• _Texto do exercício_:

..............................

A aflição de Joaquim Rungo e Vitória Massinga começou a 09 de Outubro do ano passado, quando as suas habitações foram demolidas, por ordem do Tribunal Judicial da Província de Maputo, que emitiu uma sentença datada de seis de Novembro de 2018, condenando as duas famílias a abandonarem o talhão 905, no quarteirão 03 do bairro Fomento, no município da Matola, onde está implantada a paróquia da Igreja Metodista Unida de Moçambique.
A congregação religiosa estabeleceu-se no local em disputa nos anos 90 e é a queixosa no processo 21/16/A, no qual reclama exclusividade no uso e aproveitamento de terra. Aliás, a igreja reconhece que se instalou neste espaço depois das duas famílias que por ordem do tribunal hoje são forçadas a abandonar o talhão. Joaquim Rungo e a sua esposa estão inconformados.
“É um assunto muito alarmante e requer muitos pensamentos. Eu recebi a independência neste terreno. Do lado da igreja não sei como o terreno foi adquirido, mas nisso quem está a sofrer sou eu”, narrou Joaquim Rungo, ajuntando que um dia apareceu um homem que se identificou pelo nome de Diogo, por sinal “um dos sacerdotes” da Igreja Metodista Unida de Moçambique, paróquia da Matola, e mandou prendê-lo. “Se não tivesse dinheiro, até agora estaria na cadeia. Dizer que estou a roubar espaço da igreja e isso para mim é ilegal”.

..............................

• _Entradas de dados_:

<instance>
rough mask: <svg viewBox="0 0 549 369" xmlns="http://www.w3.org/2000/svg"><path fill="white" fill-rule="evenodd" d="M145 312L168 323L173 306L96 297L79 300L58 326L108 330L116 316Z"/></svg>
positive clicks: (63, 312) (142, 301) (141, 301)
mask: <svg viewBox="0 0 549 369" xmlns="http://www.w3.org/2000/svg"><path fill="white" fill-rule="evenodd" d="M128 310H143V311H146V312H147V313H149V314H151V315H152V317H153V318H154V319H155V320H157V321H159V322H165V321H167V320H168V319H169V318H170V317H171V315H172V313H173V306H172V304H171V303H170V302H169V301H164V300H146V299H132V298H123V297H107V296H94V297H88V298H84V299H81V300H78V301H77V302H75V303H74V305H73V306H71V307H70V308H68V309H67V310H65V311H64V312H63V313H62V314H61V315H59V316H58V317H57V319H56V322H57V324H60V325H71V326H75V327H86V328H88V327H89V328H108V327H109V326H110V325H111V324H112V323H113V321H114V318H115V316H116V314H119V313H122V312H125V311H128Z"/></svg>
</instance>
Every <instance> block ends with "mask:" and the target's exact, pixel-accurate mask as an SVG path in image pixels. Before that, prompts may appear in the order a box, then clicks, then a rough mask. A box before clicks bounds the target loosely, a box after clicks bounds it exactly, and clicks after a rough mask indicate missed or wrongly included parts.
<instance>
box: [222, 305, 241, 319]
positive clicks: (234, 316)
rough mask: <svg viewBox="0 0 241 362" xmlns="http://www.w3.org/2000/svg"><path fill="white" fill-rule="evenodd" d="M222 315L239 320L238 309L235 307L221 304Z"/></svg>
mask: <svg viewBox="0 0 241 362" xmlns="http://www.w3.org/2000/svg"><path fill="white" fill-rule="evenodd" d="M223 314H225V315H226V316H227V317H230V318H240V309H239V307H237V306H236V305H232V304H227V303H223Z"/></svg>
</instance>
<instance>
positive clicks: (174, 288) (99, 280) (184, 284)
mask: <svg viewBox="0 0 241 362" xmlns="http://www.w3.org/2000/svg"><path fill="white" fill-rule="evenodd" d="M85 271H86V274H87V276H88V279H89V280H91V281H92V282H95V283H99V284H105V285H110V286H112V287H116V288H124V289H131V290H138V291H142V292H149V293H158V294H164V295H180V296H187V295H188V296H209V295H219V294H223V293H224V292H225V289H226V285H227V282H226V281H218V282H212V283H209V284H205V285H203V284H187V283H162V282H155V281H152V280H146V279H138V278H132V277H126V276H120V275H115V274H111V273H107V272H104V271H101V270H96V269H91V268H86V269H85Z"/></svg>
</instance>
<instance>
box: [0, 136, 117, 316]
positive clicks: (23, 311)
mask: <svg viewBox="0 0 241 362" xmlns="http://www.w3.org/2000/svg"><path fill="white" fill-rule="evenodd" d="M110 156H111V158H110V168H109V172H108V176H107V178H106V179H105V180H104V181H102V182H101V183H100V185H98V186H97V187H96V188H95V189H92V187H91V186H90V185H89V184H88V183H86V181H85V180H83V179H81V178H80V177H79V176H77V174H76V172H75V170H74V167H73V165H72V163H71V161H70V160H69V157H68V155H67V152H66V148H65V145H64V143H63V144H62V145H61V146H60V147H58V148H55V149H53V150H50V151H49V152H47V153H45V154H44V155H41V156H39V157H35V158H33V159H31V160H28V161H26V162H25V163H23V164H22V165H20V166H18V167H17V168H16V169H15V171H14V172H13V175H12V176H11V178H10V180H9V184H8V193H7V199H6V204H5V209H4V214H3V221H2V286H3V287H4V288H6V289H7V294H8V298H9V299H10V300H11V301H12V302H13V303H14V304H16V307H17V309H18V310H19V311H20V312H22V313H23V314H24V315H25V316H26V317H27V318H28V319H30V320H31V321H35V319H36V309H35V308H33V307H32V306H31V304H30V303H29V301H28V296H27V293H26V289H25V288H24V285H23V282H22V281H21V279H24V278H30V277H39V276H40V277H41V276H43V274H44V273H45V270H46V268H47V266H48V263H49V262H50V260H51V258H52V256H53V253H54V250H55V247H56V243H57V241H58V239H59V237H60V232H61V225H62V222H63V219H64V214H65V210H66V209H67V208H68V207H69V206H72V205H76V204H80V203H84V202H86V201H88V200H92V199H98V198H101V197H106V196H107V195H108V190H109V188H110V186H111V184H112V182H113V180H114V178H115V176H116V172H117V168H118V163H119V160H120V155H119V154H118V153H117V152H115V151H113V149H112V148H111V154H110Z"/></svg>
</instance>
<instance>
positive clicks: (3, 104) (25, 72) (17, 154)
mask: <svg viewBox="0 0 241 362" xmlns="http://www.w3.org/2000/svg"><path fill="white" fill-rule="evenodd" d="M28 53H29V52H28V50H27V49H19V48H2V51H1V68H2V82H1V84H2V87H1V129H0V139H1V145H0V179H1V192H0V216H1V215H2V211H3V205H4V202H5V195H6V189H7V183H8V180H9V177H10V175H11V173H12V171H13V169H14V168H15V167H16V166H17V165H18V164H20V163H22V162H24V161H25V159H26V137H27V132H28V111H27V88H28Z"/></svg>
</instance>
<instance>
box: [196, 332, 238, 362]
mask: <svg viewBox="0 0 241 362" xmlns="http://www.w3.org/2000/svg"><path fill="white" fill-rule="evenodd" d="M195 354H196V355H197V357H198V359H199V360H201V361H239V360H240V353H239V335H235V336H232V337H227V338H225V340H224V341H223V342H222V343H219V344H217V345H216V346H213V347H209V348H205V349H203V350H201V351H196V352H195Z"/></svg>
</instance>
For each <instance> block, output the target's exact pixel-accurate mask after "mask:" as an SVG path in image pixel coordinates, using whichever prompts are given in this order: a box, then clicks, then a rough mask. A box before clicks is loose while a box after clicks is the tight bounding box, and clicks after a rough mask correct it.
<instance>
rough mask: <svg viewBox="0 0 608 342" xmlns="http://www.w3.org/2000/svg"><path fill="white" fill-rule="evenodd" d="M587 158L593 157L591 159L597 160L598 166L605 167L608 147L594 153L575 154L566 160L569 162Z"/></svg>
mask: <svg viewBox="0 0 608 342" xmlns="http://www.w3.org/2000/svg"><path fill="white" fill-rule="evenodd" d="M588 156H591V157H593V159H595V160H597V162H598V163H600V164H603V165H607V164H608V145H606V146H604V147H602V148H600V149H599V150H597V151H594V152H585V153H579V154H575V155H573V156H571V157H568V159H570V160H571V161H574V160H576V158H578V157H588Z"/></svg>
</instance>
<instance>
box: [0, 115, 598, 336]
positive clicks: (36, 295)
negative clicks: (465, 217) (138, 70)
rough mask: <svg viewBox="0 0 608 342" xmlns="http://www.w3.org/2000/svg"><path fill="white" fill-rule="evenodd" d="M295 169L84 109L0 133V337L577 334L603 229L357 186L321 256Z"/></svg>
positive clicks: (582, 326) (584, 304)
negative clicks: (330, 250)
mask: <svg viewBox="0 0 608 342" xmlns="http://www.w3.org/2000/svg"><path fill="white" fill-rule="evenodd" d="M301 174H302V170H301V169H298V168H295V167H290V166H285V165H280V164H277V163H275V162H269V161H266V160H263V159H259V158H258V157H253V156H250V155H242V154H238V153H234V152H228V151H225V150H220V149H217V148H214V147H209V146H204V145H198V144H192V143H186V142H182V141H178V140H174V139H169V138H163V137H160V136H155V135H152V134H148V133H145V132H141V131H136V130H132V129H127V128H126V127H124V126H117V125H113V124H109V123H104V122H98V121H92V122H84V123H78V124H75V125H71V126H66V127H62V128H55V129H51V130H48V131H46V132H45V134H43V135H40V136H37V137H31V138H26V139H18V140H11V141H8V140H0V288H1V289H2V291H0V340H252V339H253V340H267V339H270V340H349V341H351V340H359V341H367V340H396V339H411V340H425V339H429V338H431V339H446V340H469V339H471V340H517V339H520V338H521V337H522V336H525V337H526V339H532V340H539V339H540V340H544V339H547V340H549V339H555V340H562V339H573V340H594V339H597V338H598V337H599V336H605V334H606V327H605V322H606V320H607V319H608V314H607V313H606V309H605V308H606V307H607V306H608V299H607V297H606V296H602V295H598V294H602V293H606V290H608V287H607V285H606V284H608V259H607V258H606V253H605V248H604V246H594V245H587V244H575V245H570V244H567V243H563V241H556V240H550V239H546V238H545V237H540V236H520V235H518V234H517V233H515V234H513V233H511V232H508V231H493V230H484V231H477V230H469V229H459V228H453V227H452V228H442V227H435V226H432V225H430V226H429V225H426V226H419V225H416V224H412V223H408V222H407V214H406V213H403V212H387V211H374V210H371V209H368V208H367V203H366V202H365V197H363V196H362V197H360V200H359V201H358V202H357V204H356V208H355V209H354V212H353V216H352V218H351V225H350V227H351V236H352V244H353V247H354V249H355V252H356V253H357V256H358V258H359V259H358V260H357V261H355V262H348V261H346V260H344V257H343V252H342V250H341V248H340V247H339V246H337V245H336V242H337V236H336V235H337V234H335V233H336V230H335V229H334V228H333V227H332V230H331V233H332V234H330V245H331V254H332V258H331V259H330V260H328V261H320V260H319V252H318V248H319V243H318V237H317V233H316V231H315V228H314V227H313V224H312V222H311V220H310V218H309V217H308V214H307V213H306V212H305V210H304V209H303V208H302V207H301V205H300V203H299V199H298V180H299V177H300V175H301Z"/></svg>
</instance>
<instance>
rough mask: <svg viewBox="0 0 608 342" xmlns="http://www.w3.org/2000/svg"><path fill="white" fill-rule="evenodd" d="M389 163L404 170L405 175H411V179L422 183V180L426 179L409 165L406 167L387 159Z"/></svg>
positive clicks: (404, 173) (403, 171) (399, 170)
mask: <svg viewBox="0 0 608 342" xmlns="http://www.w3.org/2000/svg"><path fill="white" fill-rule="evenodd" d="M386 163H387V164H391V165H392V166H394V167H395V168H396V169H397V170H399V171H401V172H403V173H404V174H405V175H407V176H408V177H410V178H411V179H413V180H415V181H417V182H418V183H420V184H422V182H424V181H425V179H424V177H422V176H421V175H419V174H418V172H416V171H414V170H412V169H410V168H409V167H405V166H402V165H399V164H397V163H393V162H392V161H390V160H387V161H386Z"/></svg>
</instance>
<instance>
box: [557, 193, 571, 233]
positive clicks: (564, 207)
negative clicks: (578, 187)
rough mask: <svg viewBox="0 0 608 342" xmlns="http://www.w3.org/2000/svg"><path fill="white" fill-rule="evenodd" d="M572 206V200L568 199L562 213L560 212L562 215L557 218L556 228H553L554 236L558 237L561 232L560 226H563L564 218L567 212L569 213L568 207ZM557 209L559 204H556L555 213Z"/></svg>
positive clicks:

..............................

• _Lista de tarefas_:
1: De acordo com o texto do exercício, em que data foram demolidas as habitações de Joaquim Rungo e Vitória Massinga?
2: Transcreva literalmente, do texto do exercício, o trecho que vai de "A congregação religiosa" até "esposa estão inconformados.".

• _Respostas às tarefas_:
1: A 09 de Outubro do ano passado.

2:
A congregação religiosa estabeleceu-se no local em disputa nos anos 90 e é a queixosa no processo 21/16/A, no qual reclama exclusividade no uso e aproveitamento de terra. Aliás, a igreja reconhece que se instalou neste espaço depois das duas famílias que por ordem do tribunal hoje são forçadas a abandonar o talhão. Joaquim Rungo e a sua esposa estão inconformados.